OBJECTIVE:
Please count the lines in the items below that contain the word "banner". Reply with the number alone.

DATA ROWS:
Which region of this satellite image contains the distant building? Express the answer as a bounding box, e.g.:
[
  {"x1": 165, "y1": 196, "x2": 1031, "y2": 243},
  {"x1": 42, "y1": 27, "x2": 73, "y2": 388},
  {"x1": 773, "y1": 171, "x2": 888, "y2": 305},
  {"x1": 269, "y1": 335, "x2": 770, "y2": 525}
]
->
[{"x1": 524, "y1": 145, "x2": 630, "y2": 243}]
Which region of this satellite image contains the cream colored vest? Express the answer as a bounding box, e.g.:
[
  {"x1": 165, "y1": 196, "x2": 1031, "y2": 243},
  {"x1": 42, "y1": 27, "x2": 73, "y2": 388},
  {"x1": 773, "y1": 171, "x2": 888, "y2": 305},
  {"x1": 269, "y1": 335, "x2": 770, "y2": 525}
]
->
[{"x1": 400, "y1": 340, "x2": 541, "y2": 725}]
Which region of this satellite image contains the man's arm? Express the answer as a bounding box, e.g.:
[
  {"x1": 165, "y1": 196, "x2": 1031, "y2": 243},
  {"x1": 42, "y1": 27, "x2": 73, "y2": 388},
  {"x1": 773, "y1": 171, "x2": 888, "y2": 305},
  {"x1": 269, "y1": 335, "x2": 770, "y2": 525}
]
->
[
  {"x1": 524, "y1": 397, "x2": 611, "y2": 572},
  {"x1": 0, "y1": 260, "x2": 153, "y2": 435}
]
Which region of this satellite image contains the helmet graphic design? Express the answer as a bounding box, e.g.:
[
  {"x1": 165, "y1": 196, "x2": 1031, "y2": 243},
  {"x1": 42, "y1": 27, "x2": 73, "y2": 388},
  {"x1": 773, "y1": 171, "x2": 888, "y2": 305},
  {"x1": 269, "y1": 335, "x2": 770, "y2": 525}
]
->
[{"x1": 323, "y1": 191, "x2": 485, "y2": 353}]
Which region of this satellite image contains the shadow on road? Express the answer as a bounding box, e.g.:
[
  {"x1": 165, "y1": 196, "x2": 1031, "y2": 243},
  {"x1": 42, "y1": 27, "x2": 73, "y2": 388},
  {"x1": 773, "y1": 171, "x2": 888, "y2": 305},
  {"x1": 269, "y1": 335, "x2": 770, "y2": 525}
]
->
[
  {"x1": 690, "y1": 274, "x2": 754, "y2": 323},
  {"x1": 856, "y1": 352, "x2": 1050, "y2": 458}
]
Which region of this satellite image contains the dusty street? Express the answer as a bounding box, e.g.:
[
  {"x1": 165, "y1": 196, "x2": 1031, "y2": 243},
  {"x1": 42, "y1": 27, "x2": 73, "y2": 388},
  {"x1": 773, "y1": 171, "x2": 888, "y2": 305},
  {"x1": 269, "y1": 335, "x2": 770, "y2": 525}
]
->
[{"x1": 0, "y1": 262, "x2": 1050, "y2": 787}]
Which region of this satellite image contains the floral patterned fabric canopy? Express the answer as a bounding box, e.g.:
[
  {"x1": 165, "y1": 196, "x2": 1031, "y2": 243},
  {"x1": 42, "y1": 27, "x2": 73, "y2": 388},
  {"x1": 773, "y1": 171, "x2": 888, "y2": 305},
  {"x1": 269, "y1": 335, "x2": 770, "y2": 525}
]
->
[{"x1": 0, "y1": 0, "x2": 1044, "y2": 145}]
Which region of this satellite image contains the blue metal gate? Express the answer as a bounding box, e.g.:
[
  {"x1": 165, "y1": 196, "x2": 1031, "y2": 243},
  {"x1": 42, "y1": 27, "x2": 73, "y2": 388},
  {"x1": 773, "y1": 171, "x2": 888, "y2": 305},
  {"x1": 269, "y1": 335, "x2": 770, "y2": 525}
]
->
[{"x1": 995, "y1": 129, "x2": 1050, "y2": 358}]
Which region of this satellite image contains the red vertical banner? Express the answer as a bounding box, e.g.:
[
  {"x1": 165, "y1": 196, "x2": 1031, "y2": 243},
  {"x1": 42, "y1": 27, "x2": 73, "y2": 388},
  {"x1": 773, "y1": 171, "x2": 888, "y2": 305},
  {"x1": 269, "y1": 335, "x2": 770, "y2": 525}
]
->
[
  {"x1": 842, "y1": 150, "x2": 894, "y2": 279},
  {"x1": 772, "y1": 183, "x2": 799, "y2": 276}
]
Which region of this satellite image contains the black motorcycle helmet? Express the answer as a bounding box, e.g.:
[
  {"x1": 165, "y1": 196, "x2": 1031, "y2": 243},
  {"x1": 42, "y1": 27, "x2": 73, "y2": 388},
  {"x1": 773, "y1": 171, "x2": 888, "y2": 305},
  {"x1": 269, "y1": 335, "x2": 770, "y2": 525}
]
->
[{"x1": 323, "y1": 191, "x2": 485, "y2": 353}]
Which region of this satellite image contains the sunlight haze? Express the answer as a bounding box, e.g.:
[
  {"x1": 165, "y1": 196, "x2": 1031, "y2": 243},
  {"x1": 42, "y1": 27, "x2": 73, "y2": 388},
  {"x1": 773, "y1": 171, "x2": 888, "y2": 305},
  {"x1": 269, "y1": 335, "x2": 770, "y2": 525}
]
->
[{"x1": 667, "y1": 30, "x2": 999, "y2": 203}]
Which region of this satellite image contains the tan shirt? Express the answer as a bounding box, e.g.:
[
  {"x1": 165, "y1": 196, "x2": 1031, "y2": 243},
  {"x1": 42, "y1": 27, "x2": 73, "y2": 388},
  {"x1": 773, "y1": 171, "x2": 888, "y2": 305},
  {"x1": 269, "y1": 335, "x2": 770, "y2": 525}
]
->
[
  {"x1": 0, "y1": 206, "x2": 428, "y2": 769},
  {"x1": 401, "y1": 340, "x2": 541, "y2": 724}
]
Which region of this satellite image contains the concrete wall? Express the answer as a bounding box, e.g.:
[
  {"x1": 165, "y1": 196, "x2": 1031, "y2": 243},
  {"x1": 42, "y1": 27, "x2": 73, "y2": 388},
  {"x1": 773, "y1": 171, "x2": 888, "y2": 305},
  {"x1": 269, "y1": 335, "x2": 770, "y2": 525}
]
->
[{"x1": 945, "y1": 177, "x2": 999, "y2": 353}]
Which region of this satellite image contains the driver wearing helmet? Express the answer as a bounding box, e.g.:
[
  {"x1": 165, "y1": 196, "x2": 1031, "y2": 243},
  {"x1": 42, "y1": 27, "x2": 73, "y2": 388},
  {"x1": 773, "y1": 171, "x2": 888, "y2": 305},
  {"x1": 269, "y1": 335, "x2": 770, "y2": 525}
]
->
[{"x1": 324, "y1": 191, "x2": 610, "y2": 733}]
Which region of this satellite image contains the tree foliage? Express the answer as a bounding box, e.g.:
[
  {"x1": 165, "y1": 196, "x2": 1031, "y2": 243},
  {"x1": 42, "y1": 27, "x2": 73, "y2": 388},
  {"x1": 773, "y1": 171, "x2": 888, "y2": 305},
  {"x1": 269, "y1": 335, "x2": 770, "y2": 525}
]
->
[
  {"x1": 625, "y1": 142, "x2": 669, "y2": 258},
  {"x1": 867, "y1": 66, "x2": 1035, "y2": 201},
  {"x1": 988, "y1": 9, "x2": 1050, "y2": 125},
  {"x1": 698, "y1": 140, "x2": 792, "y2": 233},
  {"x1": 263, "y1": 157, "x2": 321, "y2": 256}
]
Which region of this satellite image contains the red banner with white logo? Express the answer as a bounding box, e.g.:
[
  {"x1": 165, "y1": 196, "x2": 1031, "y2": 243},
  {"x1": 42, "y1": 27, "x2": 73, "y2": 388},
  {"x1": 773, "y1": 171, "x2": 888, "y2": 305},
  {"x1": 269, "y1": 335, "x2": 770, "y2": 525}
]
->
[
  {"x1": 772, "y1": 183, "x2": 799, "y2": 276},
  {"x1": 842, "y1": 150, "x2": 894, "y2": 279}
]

OUTPUT FOR THIS EXERCISE:
2